== PROBLEMS TO SOLVE ==
[1] Reproduce word for word the portion of the excerpt on the double switch below that begins with the words containing "Since the batting" and ends with "A's place in the batting order.".
[2] In the excerpt on the double switch below, what is given as the advantage of the double switch over pinch hitting?

Since the batting order can only be changed as a result of a player substitution,[Note 1] while the defensive arrangement may be changed freely (among players currently in the game), the double switch typically takes the following form:

  1. Player A (outgoing pitcher, batting soon) is replaced by Player B (a position player), taking Player A's place in the batting order.
  2. Player C (outgoing position player, batting later than Player A) is replaced by Player D (a pitcher), taking Player C's place in the batting order.
  3. Implicitly, Player B and Player D switch defensive positions (so that Player D is pitching in place of Player A, and Player B is fielding in place of Player C).[Note 2]

In the short term, the lineup is strengthened because a poor-hitting pitcher will not make a plate appearance soon. The disadvantage is that a position player (often referred to as the victim of a double switch) must be removed from play and replaced by another, often inferior, position player. The advantage of the double switch over pinch hitting is that it uses up fewer players. If a relief pitcher is brought in before the at-bat, then the manager can substitute a pinch-hitter for him. However, this would require a new pitcher for the next half-inning. By using a double switch, an incoming pitcher can be left in the game for a substantial period before his turn in the batting lineup arrives, no matter what the previous batting order was.

== DATA EXCERPTS ==

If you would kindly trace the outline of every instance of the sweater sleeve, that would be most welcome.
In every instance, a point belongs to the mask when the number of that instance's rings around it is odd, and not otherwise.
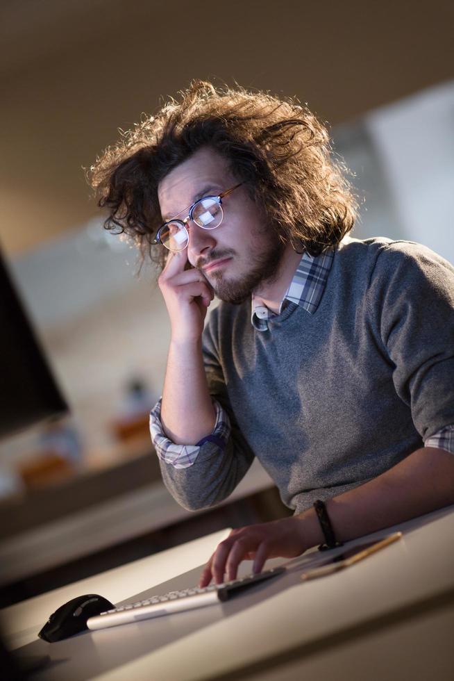
[[[188,511],[209,508],[227,498],[253,460],[230,407],[212,327],[212,322],[207,325],[203,334],[205,373],[217,413],[212,432],[196,445],[176,445],[162,432],[160,402],[150,414],[151,438],[162,479],[174,499]]]
[[[454,268],[424,246],[394,242],[377,257],[367,297],[396,391],[427,441],[454,423]]]

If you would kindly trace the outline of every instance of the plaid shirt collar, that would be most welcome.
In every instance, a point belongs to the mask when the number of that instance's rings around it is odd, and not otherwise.
[[[279,314],[289,303],[299,305],[309,314],[314,314],[325,290],[333,258],[333,248],[329,248],[315,257],[305,252],[303,254],[292,283],[280,303]],[[258,296],[253,294],[251,322],[258,331],[267,331],[268,320],[277,316],[266,307]]]

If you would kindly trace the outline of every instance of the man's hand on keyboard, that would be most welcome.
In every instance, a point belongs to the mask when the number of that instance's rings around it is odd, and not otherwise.
[[[205,586],[212,580],[221,584],[226,574],[229,580],[236,579],[242,560],[253,560],[253,572],[259,573],[268,558],[299,556],[310,545],[305,541],[303,526],[303,518],[294,516],[233,530],[207,563],[200,586]]]

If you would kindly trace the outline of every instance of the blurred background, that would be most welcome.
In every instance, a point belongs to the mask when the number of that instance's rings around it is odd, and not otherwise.
[[[453,24],[447,0],[2,0],[0,247],[69,411],[0,441],[0,602],[286,513],[259,467],[209,513],[163,489],[167,315],[84,168],[192,79],[296,95],[354,174],[353,236],[454,262]]]

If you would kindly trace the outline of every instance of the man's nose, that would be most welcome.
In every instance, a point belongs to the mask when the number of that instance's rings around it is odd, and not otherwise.
[[[186,225],[189,233],[187,252],[190,260],[196,260],[199,256],[206,255],[216,245],[216,239],[211,229],[203,229],[191,221]],[[191,257],[192,256],[192,257]]]

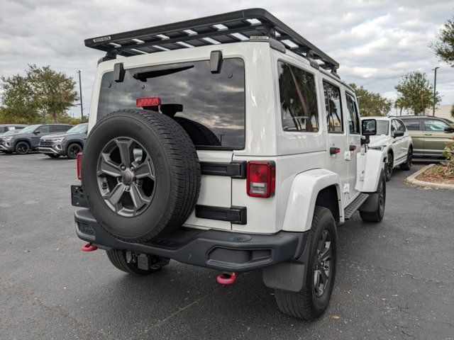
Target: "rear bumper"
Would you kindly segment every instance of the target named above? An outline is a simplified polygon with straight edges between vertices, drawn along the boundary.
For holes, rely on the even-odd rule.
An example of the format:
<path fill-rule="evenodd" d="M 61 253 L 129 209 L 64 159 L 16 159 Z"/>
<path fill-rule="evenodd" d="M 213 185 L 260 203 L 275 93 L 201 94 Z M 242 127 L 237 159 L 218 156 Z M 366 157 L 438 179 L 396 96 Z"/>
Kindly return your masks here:
<path fill-rule="evenodd" d="M 248 271 L 296 260 L 304 253 L 309 237 L 309 232 L 270 235 L 182 227 L 148 243 L 129 243 L 106 232 L 88 209 L 77 210 L 74 219 L 79 238 L 99 248 L 128 250 L 228 271 Z"/>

== FULL ANSWERS ==
[1]
Since the batting order can only be changed as a result of a player substitution,[Note 1] while the defensive arrangement may be changed freely (among players currently in the game), the double switch typically takes the following form:

  1. Player A (outgoing pitcher, batting soon) is replaced by Player B (a position player), taking Player A's place in the batting order.

[2] It uses up fewer players.